== TEXTO DE ORIGEM
Na política internacional, temos o primeiro-ministro britânico Rishi Sunak, além de acadêmicos e pensadores de renome global. No mundo dos negócios, além de Neal Mohan assumindo o YouTube, temos pelo menos 25 empresas lideradas por executivos com ascendência indiana, um “market cap” que supera os US$5 trilhões — maior que a economia indiana —, como a Alphabet, Novartis, OnlyFans, Starbucks, Deloitte, Vimeo, Adobe, FedEx e IBM.
Nesse momento, você deve estar escrevendo um e-mail para a sua chefe dizendo: "Oportunidades na Índia: vamos explorar?”. Espere só um pouco antes de enviar, pois há algumas questões a se considerar, por exemplo, o desafio da inserção na força de trabalho das mulheres, os ainda persistentes escândalos de corrupção, a relação muito próxima entre os grandes grupos empresariais e o governo, o persistente problema de infraestrutura e o desafio de geração de emprego para os jovens, em um país pouco industrializado.
Por favor, não envie o e-mail para a sua chefe com essa frase. A verdade é que não há outra China (assim como não há outro Estados Unidos), pois os chineses surfaram a onda perfeita: um mundo enlouquecido por globalização e procurando alguém para viabilizar esse sonho, com produtos acessíveis.
====
== INFORMAÇÕES FORNECIDAS
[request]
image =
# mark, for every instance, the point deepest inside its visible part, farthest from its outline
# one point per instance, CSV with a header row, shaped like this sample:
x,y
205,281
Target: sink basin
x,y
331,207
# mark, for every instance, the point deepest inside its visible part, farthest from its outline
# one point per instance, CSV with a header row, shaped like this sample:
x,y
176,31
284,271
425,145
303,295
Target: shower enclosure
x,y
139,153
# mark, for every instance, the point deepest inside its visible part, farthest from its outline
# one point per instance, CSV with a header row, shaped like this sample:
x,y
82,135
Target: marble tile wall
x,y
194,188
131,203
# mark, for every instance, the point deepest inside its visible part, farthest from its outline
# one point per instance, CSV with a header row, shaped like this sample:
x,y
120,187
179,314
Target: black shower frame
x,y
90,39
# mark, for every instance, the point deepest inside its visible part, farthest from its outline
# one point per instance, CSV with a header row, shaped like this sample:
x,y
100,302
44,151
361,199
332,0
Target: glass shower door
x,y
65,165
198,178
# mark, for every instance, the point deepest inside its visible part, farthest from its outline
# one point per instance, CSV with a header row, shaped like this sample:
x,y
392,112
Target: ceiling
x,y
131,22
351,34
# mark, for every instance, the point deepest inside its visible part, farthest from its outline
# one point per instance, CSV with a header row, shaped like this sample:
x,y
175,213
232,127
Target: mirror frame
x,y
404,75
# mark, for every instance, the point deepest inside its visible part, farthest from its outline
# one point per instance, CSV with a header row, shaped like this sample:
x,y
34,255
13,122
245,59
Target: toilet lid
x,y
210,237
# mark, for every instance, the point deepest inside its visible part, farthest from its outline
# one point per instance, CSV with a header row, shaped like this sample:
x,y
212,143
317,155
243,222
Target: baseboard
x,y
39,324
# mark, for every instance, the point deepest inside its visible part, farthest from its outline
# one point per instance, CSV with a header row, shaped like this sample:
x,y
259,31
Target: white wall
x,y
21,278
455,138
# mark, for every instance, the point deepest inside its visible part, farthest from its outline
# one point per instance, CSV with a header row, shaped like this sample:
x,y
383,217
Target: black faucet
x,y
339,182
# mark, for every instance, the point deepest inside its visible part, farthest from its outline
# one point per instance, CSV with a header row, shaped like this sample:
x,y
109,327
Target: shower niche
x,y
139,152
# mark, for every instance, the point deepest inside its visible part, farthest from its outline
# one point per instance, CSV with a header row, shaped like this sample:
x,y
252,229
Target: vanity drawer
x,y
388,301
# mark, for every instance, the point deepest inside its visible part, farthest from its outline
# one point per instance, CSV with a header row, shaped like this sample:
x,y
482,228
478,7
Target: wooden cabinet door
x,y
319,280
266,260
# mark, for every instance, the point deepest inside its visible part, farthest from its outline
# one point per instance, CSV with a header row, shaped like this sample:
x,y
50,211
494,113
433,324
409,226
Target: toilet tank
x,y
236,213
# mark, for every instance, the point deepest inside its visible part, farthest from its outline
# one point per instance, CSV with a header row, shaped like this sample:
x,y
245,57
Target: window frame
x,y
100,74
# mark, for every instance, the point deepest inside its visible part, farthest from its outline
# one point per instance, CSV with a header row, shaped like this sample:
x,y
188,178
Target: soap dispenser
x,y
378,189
====
O QUE FAZER: Segundo o texto de origem, quantas empresas são lideradas por executivos com ascendência indiana? Use somente o texto de origem como fonte.

SOLUÇÃO DO EXERCÍCIO: Pelo menos 25 empresas.